Aim of the exercise:
Extract and reproduce verbatim the lines of the listing below, starting with the line that contains "Exercise. Indicate the jeans" and continuing through the final line of the listing, both included.

Task material:

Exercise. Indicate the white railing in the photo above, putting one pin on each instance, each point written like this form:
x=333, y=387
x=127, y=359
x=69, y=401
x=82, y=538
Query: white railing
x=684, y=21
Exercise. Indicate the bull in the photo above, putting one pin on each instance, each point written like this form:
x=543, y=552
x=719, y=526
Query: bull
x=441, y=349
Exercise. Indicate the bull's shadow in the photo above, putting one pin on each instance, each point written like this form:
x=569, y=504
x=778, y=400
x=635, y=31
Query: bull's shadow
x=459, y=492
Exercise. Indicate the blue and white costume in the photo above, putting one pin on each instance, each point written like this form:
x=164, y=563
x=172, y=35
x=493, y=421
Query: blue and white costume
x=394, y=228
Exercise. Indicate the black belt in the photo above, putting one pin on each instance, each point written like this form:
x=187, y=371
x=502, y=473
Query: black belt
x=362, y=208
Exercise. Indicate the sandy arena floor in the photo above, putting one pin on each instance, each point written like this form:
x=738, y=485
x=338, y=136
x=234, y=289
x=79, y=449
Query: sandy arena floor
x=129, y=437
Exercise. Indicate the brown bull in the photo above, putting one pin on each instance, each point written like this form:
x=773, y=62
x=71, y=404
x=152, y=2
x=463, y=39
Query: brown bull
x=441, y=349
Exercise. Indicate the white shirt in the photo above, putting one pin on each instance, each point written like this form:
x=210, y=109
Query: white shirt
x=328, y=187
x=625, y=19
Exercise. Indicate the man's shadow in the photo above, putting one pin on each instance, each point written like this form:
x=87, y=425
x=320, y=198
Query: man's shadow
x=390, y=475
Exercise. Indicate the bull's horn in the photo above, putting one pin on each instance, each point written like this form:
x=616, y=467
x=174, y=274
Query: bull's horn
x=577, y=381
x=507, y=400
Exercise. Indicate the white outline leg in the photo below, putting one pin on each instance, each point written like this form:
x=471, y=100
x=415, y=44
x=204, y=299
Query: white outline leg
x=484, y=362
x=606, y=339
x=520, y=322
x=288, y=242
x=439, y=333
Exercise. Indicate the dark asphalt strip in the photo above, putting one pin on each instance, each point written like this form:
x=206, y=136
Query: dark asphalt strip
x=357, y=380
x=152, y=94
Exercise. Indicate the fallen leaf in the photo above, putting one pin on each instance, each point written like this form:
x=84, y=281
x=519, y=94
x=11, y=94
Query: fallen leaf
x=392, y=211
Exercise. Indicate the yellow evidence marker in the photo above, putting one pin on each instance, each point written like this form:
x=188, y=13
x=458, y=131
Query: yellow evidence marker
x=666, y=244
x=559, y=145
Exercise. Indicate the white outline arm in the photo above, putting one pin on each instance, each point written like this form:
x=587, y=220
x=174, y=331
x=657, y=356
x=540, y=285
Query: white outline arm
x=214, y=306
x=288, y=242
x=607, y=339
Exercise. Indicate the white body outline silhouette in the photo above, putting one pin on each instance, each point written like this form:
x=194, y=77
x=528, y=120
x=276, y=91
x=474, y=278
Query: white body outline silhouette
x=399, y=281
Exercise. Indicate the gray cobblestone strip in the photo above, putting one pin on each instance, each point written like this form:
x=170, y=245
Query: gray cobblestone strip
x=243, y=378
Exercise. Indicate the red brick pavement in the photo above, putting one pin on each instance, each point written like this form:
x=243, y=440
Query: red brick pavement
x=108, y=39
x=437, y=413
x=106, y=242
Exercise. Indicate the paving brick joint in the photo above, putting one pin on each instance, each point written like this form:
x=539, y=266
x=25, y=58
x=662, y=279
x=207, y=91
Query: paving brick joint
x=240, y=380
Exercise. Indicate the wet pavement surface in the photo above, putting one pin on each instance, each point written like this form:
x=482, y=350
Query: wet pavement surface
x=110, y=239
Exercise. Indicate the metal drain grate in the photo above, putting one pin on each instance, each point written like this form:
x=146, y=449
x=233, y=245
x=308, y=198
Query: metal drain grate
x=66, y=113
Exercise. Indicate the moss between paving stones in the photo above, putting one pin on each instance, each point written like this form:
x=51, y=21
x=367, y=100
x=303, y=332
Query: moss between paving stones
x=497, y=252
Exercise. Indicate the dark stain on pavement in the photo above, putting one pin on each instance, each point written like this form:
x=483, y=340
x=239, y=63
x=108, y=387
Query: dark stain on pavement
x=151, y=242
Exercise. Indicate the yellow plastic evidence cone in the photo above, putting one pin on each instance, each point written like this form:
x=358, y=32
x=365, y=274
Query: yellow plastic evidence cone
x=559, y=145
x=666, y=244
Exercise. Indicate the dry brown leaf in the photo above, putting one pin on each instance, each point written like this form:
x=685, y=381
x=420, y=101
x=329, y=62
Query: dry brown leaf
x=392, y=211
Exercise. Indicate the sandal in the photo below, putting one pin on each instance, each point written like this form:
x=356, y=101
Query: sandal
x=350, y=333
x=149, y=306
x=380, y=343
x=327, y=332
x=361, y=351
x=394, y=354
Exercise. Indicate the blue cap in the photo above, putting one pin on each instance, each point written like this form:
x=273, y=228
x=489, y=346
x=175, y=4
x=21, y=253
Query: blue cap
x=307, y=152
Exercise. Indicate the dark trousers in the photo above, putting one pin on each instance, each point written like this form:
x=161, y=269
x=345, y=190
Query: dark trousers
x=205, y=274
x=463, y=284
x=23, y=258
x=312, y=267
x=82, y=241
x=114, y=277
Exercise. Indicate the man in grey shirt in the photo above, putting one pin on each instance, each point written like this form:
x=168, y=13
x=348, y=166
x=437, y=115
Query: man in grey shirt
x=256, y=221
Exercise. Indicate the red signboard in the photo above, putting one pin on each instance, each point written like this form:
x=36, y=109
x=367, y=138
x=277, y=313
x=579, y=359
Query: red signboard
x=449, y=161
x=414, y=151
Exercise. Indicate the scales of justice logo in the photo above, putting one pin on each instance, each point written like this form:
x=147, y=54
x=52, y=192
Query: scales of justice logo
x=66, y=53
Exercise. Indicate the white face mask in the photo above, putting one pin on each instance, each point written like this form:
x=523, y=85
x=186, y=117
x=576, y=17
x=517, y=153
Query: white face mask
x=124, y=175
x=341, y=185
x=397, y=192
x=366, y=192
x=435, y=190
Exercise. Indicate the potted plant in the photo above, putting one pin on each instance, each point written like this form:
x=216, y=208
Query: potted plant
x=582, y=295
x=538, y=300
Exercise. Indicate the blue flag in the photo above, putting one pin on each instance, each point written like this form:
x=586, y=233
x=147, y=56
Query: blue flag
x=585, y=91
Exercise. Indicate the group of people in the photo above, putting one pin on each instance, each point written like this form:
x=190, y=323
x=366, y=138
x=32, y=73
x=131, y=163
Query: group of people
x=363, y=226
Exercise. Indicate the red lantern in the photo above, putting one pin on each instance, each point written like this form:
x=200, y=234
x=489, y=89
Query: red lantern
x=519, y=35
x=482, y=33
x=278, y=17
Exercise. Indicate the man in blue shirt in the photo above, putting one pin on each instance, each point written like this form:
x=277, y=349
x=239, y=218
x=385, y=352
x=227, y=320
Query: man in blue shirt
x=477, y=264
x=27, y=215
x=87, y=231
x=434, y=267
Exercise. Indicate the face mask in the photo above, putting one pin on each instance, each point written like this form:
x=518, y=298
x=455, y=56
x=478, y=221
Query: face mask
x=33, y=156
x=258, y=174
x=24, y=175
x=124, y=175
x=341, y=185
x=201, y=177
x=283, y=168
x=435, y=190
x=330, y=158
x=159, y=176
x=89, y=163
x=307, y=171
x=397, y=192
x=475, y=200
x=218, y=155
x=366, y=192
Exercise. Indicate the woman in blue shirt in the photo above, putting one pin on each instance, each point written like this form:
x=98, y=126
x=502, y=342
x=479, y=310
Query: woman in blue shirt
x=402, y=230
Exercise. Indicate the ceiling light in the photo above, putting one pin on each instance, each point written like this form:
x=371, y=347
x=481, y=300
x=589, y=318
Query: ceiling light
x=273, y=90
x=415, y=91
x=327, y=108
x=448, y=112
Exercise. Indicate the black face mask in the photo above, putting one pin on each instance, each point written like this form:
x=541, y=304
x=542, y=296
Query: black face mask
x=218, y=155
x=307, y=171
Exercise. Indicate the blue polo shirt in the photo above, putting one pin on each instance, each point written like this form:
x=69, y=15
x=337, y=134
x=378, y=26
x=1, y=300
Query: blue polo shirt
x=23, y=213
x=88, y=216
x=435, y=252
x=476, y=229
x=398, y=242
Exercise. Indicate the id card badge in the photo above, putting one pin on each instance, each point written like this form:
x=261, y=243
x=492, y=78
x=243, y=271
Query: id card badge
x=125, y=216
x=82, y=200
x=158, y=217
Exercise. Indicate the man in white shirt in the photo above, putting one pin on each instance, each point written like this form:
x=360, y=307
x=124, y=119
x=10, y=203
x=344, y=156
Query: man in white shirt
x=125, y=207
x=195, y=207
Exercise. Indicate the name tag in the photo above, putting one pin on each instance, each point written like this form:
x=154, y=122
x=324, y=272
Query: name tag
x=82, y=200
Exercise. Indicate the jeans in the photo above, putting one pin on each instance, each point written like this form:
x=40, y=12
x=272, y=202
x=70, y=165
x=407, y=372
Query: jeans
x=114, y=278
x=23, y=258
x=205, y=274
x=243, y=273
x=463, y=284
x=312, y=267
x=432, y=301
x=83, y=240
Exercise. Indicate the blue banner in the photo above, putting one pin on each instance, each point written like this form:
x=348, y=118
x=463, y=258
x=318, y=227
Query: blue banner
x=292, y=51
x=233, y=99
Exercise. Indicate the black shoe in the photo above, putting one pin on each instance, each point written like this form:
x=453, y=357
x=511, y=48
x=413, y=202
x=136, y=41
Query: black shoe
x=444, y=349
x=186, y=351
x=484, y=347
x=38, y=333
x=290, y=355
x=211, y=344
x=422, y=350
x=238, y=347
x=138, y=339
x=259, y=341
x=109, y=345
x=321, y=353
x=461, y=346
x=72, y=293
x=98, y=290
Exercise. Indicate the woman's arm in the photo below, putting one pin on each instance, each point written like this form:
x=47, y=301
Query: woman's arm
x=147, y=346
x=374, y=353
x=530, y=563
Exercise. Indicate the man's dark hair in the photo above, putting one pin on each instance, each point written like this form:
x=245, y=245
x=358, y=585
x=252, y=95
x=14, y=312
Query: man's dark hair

Solution:
Exercise. Indicate the jeans in the photo above, putting one pin on each instance, each point written like this form:
x=40, y=12
x=272, y=202
x=70, y=165
x=407, y=372
Query: jeans
x=114, y=278
x=23, y=258
x=205, y=274
x=243, y=273
x=463, y=284
x=312, y=267
x=432, y=301
x=83, y=240
Exercise. Indicate the blue banner in the photo above, putting one pin on each instance, each point written like this form:
x=348, y=118
x=463, y=258
x=318, y=227
Query: blue banner
x=292, y=51
x=233, y=99
Exercise. Indicate the black shoe in the photo above, putting one pin on each instance, each point written like this form:
x=453, y=357
x=511, y=48
x=413, y=202
x=136, y=41
Query: black shoe
x=444, y=349
x=186, y=351
x=484, y=347
x=38, y=333
x=290, y=355
x=211, y=344
x=422, y=350
x=238, y=347
x=138, y=339
x=259, y=341
x=109, y=345
x=321, y=353
x=461, y=346
x=72, y=293
x=98, y=290
Exercise. Indicate the woman's arm in the photo below, putting one pin on each instance, each point written like this form:
x=47, y=301
Query: woman's arm
x=147, y=346
x=374, y=353
x=530, y=563
Exercise. Indicate the man's dark hair in the photo above, putting one pin on each instance, each point written like this form:
x=245, y=245
x=358, y=585
x=252, y=95
x=14, y=312
Query: man's dark hair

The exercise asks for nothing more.